[ИЗВЛЕЧЁННЫЙ ТЕКСТ]:
Энглтон был в ярости. Он не прекращал попыток изобличить Носенко. Но их результат был таков, что сделать однозначный вывод не представлялось возможным. Некоторые весьма ценные сведения перебежчика полностью подтвердились – они, в частности, помогли раскрыть Джона Весселла, сотрудника британской военно-морской разведки, завербованного в период его работы в военно-морском атташате Соединенного Королевства в Москве. Носенко передал ЦРУ схему подслушивающих устройств в московском посольстве США – пользуясь ею, сотрудники внутренней безопасности посольства нашли более сорока «жучков», спрятанных за радиаторами водяного отопления, где их не могли обнаружить металлодетекторы. Однако Голицын стоял на своем: по его версии, Москва принесла в жертву и прослушку, и Весселла, дабы подорвать доверие к нему, Голицыну. Не помогло и подтверждение лояльности Носенко, полученное от агента под псевдонимом Федора, который предложил свои услуги ЦРУ незадолго до Носенко и пользовался доверием самого Гувера. По сведениям Федоры, КГБ настолько серьезно воспринял бегство Носенко, что вплоть до особого распоряжения прекратил все операции на территории США. Федорой был дипломат Виктор Мечиславович Лесовский, личный помощник генерального секретаря ООН У Тана.

[УСЛОВИЕ ЗАДАЧИ]:
Перескажите короче абзац из извлечённого текста выше, который начинается словами «Энглтон был в ярости». Главные факты нужно сохранить.

[ИСХОДНЫЕ СТРОКИ]:
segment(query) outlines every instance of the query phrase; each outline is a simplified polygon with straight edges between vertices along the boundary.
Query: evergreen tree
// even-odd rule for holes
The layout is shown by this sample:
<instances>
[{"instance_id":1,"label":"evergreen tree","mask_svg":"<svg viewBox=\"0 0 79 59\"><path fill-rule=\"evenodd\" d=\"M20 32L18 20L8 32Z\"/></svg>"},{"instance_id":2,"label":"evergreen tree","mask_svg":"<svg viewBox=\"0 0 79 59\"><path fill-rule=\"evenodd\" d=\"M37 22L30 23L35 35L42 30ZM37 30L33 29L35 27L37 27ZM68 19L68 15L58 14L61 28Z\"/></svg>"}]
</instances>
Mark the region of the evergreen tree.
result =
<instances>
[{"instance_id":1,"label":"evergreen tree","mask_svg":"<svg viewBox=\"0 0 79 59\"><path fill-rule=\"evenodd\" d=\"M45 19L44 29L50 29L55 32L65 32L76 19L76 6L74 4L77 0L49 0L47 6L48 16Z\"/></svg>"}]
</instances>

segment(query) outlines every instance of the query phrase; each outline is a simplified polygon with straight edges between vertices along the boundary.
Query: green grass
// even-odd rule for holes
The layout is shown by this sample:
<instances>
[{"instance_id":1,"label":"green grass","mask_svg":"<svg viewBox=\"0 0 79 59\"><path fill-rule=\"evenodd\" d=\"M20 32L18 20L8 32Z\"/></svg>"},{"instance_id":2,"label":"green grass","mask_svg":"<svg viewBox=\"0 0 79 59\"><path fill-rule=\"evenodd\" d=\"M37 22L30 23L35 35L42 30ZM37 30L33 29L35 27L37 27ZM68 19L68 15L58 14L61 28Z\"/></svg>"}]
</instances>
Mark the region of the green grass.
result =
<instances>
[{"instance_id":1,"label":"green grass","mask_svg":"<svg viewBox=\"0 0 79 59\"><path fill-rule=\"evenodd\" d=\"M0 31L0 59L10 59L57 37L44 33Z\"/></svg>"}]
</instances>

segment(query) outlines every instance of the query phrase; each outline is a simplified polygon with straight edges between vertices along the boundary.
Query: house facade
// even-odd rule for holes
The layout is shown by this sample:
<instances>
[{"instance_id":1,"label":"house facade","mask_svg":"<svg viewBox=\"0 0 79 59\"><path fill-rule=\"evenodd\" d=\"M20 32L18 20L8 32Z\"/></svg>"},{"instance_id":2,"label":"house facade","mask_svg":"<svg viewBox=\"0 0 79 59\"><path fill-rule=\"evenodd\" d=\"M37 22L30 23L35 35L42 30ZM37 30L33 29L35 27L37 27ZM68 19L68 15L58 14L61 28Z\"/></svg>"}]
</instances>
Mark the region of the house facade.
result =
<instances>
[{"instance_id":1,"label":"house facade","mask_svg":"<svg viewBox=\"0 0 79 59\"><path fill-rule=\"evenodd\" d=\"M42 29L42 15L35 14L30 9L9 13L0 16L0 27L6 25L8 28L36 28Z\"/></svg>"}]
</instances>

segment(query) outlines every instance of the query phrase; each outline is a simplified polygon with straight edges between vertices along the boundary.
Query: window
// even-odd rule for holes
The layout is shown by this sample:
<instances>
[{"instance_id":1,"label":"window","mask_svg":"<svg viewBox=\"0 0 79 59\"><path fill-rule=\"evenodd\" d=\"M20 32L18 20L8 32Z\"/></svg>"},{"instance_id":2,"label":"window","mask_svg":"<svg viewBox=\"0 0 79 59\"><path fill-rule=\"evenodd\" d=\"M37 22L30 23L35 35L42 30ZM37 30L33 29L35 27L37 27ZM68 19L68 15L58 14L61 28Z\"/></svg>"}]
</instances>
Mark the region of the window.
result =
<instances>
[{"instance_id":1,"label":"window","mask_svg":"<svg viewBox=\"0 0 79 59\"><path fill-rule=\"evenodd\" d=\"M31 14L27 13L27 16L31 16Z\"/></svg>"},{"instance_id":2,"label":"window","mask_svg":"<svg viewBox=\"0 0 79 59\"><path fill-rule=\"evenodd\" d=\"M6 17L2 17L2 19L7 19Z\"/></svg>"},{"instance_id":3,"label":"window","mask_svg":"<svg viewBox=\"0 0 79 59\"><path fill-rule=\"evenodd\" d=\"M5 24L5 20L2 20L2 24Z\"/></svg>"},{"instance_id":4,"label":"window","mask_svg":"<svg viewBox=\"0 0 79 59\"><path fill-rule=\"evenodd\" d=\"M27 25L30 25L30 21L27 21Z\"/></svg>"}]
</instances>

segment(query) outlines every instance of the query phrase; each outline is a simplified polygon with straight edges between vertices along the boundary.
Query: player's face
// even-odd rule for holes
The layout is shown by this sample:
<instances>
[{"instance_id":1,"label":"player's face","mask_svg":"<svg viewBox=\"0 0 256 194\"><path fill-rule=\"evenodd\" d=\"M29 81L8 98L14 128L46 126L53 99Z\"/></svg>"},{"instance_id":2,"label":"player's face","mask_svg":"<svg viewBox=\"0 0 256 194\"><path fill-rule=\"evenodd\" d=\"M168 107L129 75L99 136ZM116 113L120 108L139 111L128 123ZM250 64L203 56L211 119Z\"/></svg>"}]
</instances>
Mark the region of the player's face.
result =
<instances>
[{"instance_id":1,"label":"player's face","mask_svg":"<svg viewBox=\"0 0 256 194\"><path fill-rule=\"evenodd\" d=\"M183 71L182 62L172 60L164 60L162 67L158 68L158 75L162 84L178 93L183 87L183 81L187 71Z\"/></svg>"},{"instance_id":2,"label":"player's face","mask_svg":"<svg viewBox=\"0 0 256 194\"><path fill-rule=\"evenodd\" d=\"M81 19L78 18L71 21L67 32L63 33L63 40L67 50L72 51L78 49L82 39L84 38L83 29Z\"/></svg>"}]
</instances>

[РЕШЕНИЕ ЗАДАНИЯ]:
Энглтон в ярости продолжал попытки изобличить Носенко, но однозначного вывода сделать не удалось. Часть ценных сведений перебежчика подтвердилась. Они помогли раскрыть Джона Весселла, сотрудника британской военно-морской разведки, которого завербовали во время работы в военно-морском атташате Соединенного Королевства в Москве. По схеме, которую Носенко передал ЦРУ, в посольстве США в Москве нашли больше сорока «жучков» за радиаторами отопления, где их не видели металлодетекторы. Голицын же настаивал, что Москва пожертвовала и прослушкой, и Весселлом, чтобы подорвать доверие к нему. Не помогло и подтверждение лояльности Носенко от агента Федоры, которому доверял сам Гувер. Федорой был дипломат Виктор Лесовский, личный помощник генсека ООН У Тана. По его сведениям, после бегства Носенко КГБ до особого распоряжения прекратил все операции в США.